Fragmento del texto.
La colina de la hamburguesa

La colina de la hamburguesa

Todavía recuerdo con delectación aquellos miércoles a la salida del colegio, preludio de una tarde sin clases. Me esperaba un rato de televisión de calidad, con series como “El príncipe de Bel Air”, “Cosas de casa”, “El Equipo A” o “Los Simpsons”, antes de ponerme a hacer la tarea o dibujar.

Pero sobre todo, en la mesa me esperaba mi plato favorito: el arroz a la cubana. Como el perro de Pavlov, aguardaba la campanada de la última clase para empezar a salivar, anticipando el sencillo placer de un arroz blanco (preparado con mantequilla en nuestra tierra); tomate frito; tres salchichas, tres, y dos huevos fritos.

Entradas proporcionadas.

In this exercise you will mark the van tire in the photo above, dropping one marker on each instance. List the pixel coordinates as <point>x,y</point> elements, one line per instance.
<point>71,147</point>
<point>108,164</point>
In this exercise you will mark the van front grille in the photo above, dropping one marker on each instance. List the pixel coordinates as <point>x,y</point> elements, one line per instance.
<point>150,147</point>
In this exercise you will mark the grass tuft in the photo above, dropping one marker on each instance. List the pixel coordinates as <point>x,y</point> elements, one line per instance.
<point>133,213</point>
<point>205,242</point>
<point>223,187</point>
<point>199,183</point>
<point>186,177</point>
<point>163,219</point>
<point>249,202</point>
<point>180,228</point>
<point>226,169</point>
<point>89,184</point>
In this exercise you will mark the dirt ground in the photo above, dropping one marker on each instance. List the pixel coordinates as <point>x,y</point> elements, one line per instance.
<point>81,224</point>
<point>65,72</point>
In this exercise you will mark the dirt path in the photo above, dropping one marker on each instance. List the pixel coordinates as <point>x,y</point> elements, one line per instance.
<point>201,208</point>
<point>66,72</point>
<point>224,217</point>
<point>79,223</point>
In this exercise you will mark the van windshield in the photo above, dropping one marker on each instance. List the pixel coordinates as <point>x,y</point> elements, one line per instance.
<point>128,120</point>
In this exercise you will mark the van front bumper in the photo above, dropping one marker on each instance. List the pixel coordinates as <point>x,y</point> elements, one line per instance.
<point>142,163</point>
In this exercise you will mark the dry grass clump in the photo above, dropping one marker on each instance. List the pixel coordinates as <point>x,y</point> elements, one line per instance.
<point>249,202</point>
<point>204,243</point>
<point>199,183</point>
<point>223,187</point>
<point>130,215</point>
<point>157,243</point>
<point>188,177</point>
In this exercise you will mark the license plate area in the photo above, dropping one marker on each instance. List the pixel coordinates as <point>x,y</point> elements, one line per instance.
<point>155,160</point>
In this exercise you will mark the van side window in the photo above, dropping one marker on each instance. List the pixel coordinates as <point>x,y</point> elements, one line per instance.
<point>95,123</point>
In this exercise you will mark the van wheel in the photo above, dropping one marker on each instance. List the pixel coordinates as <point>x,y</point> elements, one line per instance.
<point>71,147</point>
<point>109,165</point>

Indicación. Según el fragmento del texto, ¿con qué se preparaba el arroz blanco del arroz a la cubana?

Respuesta desarrollada. Con mantequilla.